Provided text>
So I recommend it, but know that the reasons I recommend it are the same reasons that the sequel might be wildly disappointing.

 You all should be ashamed for this. All. Of. You. (image from zakiscorner.com)

You all should be ashamed for this. All. Of. You. (image from zakiscorner.com)

A GOOD DAY TO DIE HARD

And speaking of wildly disappointing sequels…

(Oooooooooooooooooooooo! Self high five!)

…I give you A GOOD DAY TO DIE HARD.

So here’s a weird fact, GOOD DAY is the only DIE HARD movie that is neither adapted from another work or simply a script altered to be a DIE HARD film. This is the first original script for a DIE HARD movie written specifically to be a DIE HARD movie. So why, exactly, is it the worst? Like, by far?

I don’t know, but I can tell you that it is the first to fully break my sense of suspended disbelief for the DIE HARD franchise. Yes, every sequel demands an increasingly bizarre worldview, but for some reason, be it the Russian location, the McClane looking for trouble as opposed to it finding him plot choice or the son (we’ll talk more about his later) left me thinking, “This just kind of schlubby cop keeps getting in these situations? Yeah, sure, I’ll allow it. But in Russia? Whoa, whoa, whoa…let’s all just slow down a moment.”

Written instruction> Carry on with the review of A GOOD DAY TO DIE HARD, starting right after its final sentence.

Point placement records
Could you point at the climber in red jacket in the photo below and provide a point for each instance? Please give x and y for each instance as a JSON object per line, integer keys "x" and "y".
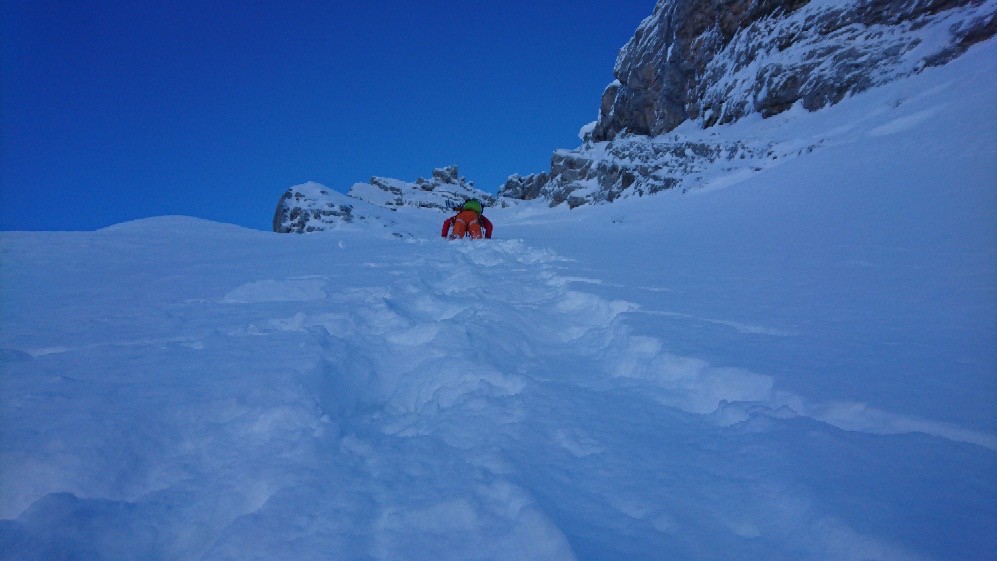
{"x": 468, "y": 221}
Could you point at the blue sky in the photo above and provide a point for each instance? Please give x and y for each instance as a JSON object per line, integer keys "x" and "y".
{"x": 113, "y": 111}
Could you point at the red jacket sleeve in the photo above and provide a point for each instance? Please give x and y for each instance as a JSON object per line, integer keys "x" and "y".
{"x": 446, "y": 226}
{"x": 488, "y": 226}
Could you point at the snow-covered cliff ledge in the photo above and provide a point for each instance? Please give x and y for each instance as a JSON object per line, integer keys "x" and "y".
{"x": 312, "y": 207}
{"x": 703, "y": 63}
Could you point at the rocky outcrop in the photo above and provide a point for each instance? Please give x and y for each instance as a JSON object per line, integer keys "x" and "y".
{"x": 717, "y": 61}
{"x": 711, "y": 62}
{"x": 443, "y": 190}
{"x": 312, "y": 207}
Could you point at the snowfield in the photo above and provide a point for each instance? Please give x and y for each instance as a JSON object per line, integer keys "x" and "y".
{"x": 792, "y": 364}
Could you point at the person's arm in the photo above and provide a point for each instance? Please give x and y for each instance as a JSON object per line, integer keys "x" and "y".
{"x": 488, "y": 226}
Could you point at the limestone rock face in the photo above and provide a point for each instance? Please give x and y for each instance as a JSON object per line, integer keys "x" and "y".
{"x": 710, "y": 62}
{"x": 717, "y": 61}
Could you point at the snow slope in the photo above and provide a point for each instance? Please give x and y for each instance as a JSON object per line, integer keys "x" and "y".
{"x": 792, "y": 364}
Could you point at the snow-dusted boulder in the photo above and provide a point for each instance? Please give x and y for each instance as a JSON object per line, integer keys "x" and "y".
{"x": 312, "y": 207}
{"x": 712, "y": 62}
{"x": 442, "y": 191}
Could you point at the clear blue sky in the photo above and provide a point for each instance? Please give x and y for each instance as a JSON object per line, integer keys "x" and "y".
{"x": 113, "y": 111}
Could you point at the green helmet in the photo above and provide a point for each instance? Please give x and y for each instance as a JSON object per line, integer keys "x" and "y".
{"x": 472, "y": 204}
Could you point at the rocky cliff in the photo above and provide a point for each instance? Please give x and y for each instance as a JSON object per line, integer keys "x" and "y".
{"x": 714, "y": 62}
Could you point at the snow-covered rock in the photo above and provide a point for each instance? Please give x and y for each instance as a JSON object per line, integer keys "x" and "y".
{"x": 312, "y": 207}
{"x": 703, "y": 63}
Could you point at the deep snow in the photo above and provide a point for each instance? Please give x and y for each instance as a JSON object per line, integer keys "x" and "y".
{"x": 796, "y": 363}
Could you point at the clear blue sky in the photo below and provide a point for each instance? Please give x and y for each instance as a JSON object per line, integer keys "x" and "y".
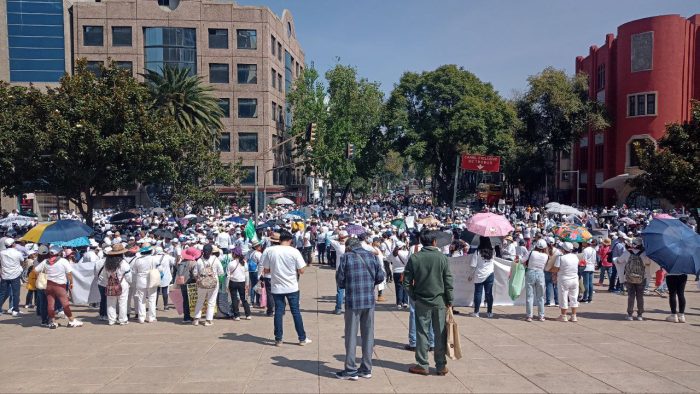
{"x": 502, "y": 42}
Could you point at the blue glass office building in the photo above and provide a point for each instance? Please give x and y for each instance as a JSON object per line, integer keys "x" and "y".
{"x": 36, "y": 40}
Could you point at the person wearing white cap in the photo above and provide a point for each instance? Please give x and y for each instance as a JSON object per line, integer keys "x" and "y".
{"x": 58, "y": 273}
{"x": 11, "y": 270}
{"x": 566, "y": 270}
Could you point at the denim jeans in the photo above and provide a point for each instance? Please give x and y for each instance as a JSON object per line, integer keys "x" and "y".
{"x": 10, "y": 287}
{"x": 401, "y": 294}
{"x": 534, "y": 291}
{"x": 280, "y": 306}
{"x": 603, "y": 272}
{"x": 103, "y": 301}
{"x": 412, "y": 326}
{"x": 339, "y": 297}
{"x": 588, "y": 285}
{"x": 550, "y": 288}
{"x": 484, "y": 287}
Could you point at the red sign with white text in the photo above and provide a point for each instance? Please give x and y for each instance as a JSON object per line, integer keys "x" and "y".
{"x": 481, "y": 163}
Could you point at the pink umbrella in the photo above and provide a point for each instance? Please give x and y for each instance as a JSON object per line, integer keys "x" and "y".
{"x": 663, "y": 216}
{"x": 489, "y": 225}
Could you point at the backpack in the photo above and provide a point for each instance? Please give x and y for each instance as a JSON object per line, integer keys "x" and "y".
{"x": 634, "y": 270}
{"x": 206, "y": 279}
{"x": 114, "y": 285}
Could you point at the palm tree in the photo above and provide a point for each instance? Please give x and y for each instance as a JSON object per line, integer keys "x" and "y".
{"x": 187, "y": 99}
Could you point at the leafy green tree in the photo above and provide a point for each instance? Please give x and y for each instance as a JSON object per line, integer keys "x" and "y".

Reply to the exercise>
Evidently, I could handle McClane surfing a jetplane wing, but not the idea that he’d ever manage to take an international flight to its conclusion. I might be weird in this way.

Another problem is Jai Courtney as the heretofore unknown McClane scion. Although his physicality recalls Willis’s back in the day, he lacks about 95% of Willis’s (when he chooses to show up) charisma. And while Willis doesn’t exactly choose to show up in this movie, he still out-stars his “son” and it is noticeable.

Finally, there’s no good, strong villain here. DIE HARDER laughs at how weak the villains are here, to give you an idea. Laughs.

Not recommended, but DIE HARD WITH A VENGEANCE remains an underappreciated sequel. Revisit that one instead.

 I love you Bruce, I do. But that smug look? You did not earn it this time around. (photo from joblo.com)

I love you Bruce, I do. But that smug look? You did not earn it this time around. (photo from joblo.com)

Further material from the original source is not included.